HTC Vive on top in virtual reality gaming

Oculus has become the best-known name in virtual reality thanks to Palmer Luckey, its young founder, its $2.4m Kickstarter campaign and its $2bn acquisition by Facebook. Yet in the first innings of this market, it is not Oculus but HTC’s Vive that is a hit with early adopters.

In some ways that has as much to do with who those early adopters are as the technical merits of either product.

The hardcore gamers who own a powerful enough PC to run a VR headset already spend much of their time on Steam, the digital download store run by software giant Valve. The Vive was developed in partnership between Valve and HTC (which is better known for its smartphones), and it too runs on Steam. Those gamers are also more likely to stump up $799 for the headset.

Since the Vive was released in April, the library of VR games available has been steadily increasing, including Rec Room, the Wii Sports-meets-Second Lifemultiplayer game that I reviewed two months ago. I have spent a few weeks living with the HTC Vive — and as I will explain, this is a product that you have to live with, not merely own or use.

* [GIVEN INFORMATION]

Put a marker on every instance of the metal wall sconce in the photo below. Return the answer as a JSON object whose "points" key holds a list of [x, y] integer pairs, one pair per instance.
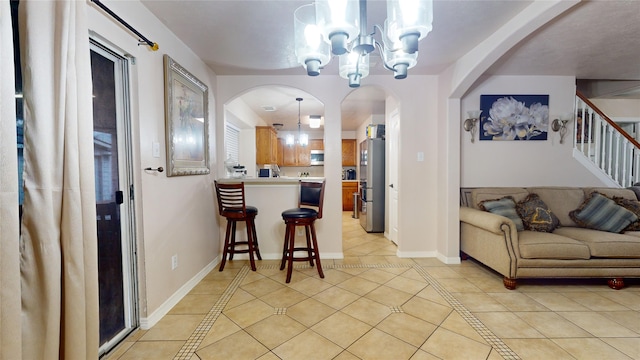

* [EXERCISES TO COMPLETE]
**a.** In the article on the HTC Vive, what price does it give for the headset?
**b.** Rewrite the passage of the HTC Vive article that begins at the words "HTC Vive on" and stops after "of either product.", with "early adopters" changed to "first buyers".

* [SOLUTIONS TO THE TASKS]
**a.** $799

**b.**
HTC Vive on top in virtual reality gaming

Oculus has become the best-known name in virtual reality thanks to Palmer Luckey, its young founder, its $2.4m Kickstarter campaign and its $2bn acquisition by Facebook. Yet in the first innings of this market, it is not Oculus but HTC’s Vive that is a hit with first buyers.

In some ways that has as much to do with who those first buyers are as the technical merits of either product.